**TASK PROMPT**. Reproduce word for word the lines of the rows below, starting with the line that contains "Localize floral print" and going on through the last line of the rows.

**Excerpt from a dataset**.
# # # #
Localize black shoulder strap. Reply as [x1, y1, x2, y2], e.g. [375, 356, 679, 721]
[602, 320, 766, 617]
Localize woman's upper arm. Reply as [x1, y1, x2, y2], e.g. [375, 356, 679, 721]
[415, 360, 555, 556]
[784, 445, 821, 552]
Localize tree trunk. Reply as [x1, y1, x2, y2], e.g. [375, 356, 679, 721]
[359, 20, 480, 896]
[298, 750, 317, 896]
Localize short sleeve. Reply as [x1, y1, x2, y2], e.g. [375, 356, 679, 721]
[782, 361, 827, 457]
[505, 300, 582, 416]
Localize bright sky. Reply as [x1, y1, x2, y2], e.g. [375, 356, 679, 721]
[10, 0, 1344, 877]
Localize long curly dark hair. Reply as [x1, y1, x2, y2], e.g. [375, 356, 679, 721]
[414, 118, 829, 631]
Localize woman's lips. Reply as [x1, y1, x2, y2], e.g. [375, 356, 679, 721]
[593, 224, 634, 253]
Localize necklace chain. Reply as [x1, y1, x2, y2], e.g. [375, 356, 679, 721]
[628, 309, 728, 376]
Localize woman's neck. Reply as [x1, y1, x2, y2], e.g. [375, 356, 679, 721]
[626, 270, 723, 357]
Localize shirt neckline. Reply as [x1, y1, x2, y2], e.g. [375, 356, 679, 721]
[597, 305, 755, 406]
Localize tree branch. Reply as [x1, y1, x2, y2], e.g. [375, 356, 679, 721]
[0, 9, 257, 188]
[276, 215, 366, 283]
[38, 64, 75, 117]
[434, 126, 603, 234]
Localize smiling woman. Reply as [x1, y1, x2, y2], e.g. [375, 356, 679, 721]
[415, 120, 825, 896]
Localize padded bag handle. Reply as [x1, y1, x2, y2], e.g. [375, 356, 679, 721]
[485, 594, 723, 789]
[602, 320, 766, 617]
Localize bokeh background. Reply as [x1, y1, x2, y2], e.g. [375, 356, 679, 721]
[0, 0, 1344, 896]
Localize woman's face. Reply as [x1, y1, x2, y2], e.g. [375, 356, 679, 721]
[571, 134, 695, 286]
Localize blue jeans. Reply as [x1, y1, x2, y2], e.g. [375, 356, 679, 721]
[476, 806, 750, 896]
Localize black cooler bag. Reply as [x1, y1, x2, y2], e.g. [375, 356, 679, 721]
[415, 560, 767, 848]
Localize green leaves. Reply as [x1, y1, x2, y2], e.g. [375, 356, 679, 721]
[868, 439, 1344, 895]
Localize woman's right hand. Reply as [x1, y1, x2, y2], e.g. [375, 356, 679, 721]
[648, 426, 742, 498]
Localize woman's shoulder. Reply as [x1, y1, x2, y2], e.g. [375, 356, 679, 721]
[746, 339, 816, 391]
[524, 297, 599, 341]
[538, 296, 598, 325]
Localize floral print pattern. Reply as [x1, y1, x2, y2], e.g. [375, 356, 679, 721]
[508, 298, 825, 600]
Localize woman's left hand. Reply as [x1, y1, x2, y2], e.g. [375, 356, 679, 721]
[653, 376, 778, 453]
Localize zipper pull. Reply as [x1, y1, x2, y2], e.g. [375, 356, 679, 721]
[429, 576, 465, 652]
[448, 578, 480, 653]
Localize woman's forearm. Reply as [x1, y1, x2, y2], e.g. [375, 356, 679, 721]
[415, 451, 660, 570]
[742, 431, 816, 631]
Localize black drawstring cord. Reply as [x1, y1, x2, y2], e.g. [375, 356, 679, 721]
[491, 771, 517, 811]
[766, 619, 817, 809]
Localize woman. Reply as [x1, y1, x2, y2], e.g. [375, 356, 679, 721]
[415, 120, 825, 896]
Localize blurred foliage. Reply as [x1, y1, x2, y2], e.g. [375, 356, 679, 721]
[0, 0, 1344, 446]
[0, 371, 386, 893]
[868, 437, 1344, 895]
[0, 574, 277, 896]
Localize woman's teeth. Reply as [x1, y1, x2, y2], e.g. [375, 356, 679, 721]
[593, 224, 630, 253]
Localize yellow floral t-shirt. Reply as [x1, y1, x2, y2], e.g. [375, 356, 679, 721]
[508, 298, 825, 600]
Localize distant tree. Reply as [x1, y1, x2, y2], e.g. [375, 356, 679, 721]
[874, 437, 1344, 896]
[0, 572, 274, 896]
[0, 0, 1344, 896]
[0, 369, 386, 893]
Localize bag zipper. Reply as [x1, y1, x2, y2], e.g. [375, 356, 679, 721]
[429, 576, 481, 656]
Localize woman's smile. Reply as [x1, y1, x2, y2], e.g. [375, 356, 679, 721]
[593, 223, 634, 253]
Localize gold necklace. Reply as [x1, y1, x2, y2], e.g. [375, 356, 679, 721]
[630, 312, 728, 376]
# # # #
**EXERCISE ANSWER**.
Localize floral print pattern. Reply as [x1, y1, x2, y2], e.g. [375, 356, 679, 721]
[508, 298, 825, 600]
Localize woman's left hand. Reply as [x1, y1, x2, y2], e.g. [375, 356, 679, 721]
[653, 376, 778, 453]
Localize zipper pull. Reply as [x1, y1, x2, y2], e.g. [375, 356, 679, 721]
[429, 576, 465, 652]
[448, 578, 480, 653]
Localize woman's forearm. Reply as [x1, y1, x2, y2], e.g. [375, 356, 679, 721]
[415, 451, 660, 570]
[742, 431, 816, 631]
Localize black drawstring cord. Reply as [x1, y1, x2, y2], e.g. [375, 356, 679, 721]
[491, 771, 517, 811]
[766, 619, 817, 809]
Localize woman. Reply as [x1, y1, x2, y2], e.g. [375, 356, 679, 721]
[415, 120, 825, 896]
Localize blurred foliage. Reply as [x1, y1, x2, y2], e.g. [375, 356, 679, 721]
[0, 0, 1344, 446]
[0, 371, 386, 893]
[868, 437, 1344, 895]
[0, 574, 277, 896]
Localize woman's teeth. Reply as [x1, y1, x2, y2], e.g. [375, 356, 679, 721]
[593, 224, 630, 253]
Localize yellow floral t-shirt. Reply as [x1, y1, x2, y2], e.g. [375, 356, 679, 721]
[508, 298, 825, 600]
Localize distant tree. Reply as [x1, y1, x2, y2], e.g. [375, 356, 679, 721]
[874, 437, 1344, 896]
[0, 572, 274, 896]
[0, 0, 1344, 896]
[0, 369, 386, 893]
Localize bag zipper. Reply as [x1, y1, x2, y2], e.g. [375, 356, 679, 721]
[429, 576, 481, 656]
Localize woman's smile. Reply as [x1, y1, x2, y2], e.g. [375, 356, 679, 721]
[593, 223, 634, 253]
Localize gold necklace. Reply as [x1, y1, x2, y2], e.g. [375, 356, 679, 721]
[630, 312, 728, 376]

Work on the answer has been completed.